[Dataset records]

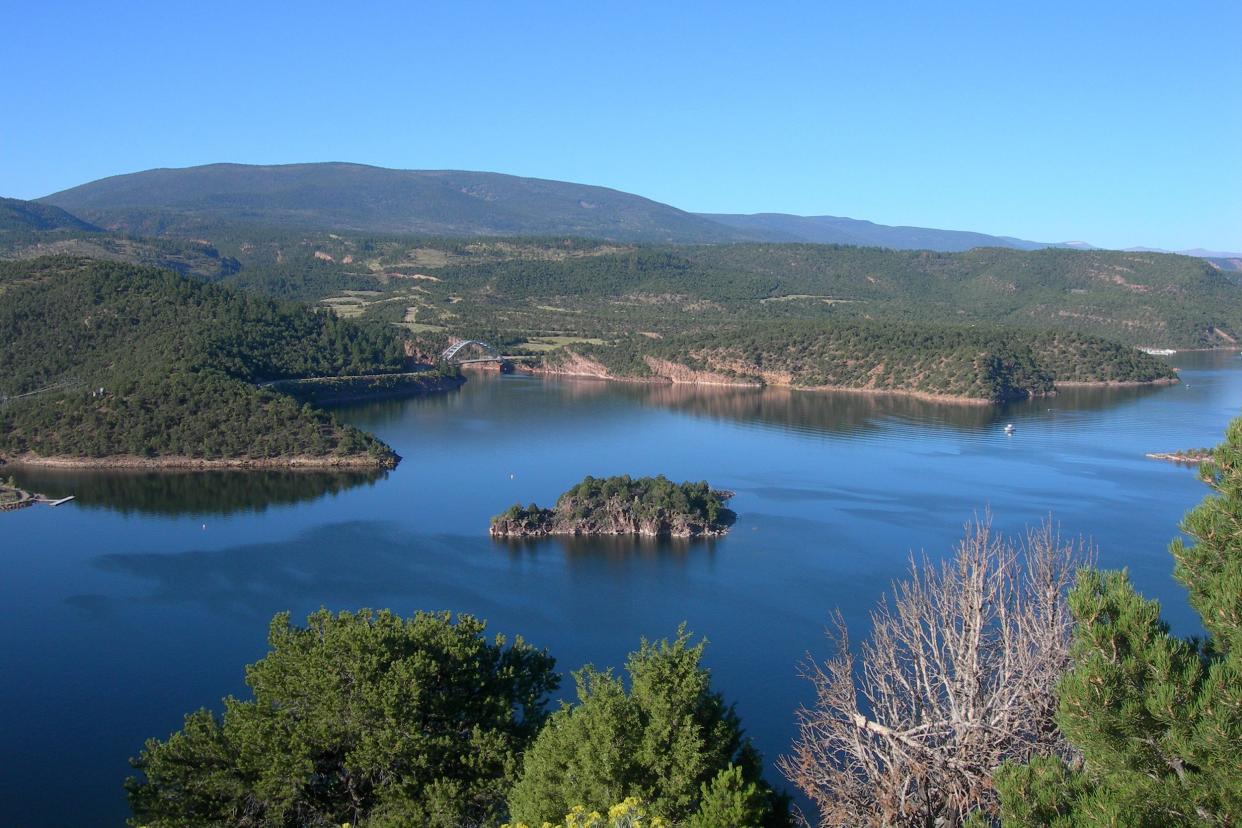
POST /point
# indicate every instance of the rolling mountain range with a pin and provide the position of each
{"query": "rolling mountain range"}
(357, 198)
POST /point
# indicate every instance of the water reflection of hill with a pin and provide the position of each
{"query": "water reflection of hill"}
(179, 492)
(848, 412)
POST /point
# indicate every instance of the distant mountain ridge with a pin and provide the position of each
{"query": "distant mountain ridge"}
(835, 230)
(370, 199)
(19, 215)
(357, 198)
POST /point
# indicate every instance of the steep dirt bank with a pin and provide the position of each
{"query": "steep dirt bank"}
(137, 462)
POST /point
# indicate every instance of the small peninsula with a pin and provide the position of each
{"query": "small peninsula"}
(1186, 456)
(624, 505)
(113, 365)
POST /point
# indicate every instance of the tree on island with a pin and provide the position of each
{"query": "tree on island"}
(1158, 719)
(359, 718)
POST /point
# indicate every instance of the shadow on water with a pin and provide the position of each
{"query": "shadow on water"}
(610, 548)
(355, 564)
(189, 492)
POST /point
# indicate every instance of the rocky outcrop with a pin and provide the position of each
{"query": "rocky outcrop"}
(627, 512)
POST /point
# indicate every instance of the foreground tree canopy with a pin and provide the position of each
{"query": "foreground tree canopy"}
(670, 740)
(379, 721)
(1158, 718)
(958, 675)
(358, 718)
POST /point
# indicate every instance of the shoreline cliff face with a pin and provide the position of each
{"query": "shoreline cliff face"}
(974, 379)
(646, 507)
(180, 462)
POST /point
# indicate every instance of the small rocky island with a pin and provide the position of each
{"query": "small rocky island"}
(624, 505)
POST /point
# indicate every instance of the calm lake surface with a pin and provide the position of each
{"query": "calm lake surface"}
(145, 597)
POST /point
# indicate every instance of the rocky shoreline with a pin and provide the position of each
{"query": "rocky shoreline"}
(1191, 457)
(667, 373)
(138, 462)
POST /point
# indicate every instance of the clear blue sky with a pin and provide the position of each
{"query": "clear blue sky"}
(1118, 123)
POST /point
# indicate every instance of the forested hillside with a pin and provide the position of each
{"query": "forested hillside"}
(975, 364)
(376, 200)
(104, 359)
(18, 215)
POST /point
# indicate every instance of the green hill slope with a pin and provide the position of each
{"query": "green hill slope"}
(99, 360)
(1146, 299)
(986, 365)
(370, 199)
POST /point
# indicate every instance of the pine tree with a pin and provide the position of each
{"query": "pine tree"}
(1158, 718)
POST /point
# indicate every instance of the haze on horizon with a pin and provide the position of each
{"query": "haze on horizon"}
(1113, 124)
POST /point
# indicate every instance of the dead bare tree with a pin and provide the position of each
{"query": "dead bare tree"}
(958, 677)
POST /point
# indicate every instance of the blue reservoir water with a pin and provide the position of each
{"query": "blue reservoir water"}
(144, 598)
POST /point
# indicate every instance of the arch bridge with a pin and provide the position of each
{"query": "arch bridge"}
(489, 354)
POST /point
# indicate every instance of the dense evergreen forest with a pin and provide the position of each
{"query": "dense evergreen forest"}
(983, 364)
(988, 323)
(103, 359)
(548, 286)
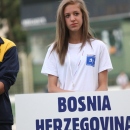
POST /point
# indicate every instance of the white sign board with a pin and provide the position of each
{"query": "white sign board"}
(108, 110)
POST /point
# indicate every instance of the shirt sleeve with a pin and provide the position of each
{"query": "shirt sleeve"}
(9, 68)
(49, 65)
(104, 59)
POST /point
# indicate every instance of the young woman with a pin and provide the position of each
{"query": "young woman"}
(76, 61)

§ **What is expected**
Every line above is to be duplicated exactly; no picture should be carried over.

§ **Answer space**
POST /point
# indicate every instance of the rolling mountain range with a pin and provide the position of each
{"query": "rolling mountain range"}
(357, 198)
POST /point
# indicate every instance of the water reflection of hill with a pin and provide the position of each
{"query": "water reflection of hill"}
(179, 492)
(848, 412)
POST /point
# indicate every instance of the distant mountain ridge with a pin and provide the position of each
{"query": "distant mountain ridge"}
(835, 230)
(370, 199)
(19, 215)
(357, 198)
POST /point
# indicate every instance of the steep dirt bank with a pin and provide the position of each
{"query": "steep dirt bank"}
(137, 462)
POST /point
# indicate every instance of the small peninsula with a pin and provide the position of each
{"query": "small peninsula"}
(1186, 456)
(624, 505)
(113, 365)
POST /point
# indicate every instance of the tree on island with a pin and provide the position of each
{"query": "tree on island"}
(1158, 719)
(359, 718)
POST /point
# indicate every instance of the shadow on water with a pin and provide the position of each
{"query": "shadow on water"}
(610, 548)
(355, 564)
(189, 492)
POST /point
# indicate every instance of the rocky outcrop with a pin and provide the position of each
{"query": "rocky outcrop"}
(627, 512)
POST /point
# indicate every instance of the foreground tree canopy with a pin and provide the position of each
{"query": "foreground tree canopy"}
(670, 740)
(379, 721)
(1158, 718)
(958, 675)
(358, 718)
POST /point
# indicate every instance of the shoreline cliff face with a pin and provide the position of each
{"query": "shoreline cliff face"}
(974, 379)
(646, 507)
(180, 462)
POST /point
# indicate every instance of the small rocky island with a pin and provide the position of each
{"query": "small rocky island"}
(624, 505)
POST /point
# indicate every instance of the calm lake surface with a pin and provide the position of each
{"query": "calm lake surface"}
(145, 597)
POST /point
# indicate every instance of the rocky shoreline with a pin and provide the position of each
{"query": "rocky shoreline"}
(1191, 457)
(667, 373)
(138, 462)
POST /point
# indicate every instance of the clear blue sky with a pin and provide the position of each
{"query": "clear blue sky"}
(1118, 123)
POST /point
# indicate every instance of the forested hillside with a pin and provide the position of each
{"query": "forested hillside"}
(975, 364)
(376, 200)
(104, 359)
(18, 215)
POST /point
# indicate every instance of the green hill slope with a pin and provide the position of each
{"query": "green hill slope"}
(99, 360)
(1146, 299)
(986, 365)
(370, 199)
POST /point
# indicate every instance of the pine tree with a pin and provide the position of each
{"query": "pine tree"}
(1158, 718)
POST /point
# indicate every instance of the haze on horizon with a pin and provide the position of each
{"query": "haze on horizon"}
(1113, 124)
POST /point
# indicate every instance of the dead bare tree with a pin and provide the position of each
{"query": "dead bare tree"}
(958, 677)
POST /point
# indicate every instance of the blue reservoir water with a pin and provide the position of each
{"query": "blue reservoir water"}
(144, 598)
POST /point
# indicate every instance of the arch bridge with a pin and provide the position of each
{"query": "arch bridge"}
(489, 354)
POST /point
# indicate every instance of the dense evergreen forest with a pin and provide the position of each
{"query": "dense evergreen forest"}
(983, 364)
(988, 323)
(103, 359)
(548, 286)
POST /point
# indicate every instance of the white sign board with a pin and provide the position of each
{"query": "white sign board"}
(108, 110)
POST /point
# indicate every instance of the shirt sleeve with a pin and provide the position of each
{"query": "shirt sleeve"}
(9, 68)
(49, 65)
(104, 59)
POST /point
# indicate every instance of the young woman with a pin and provide the position of each
{"query": "young woman"}
(76, 61)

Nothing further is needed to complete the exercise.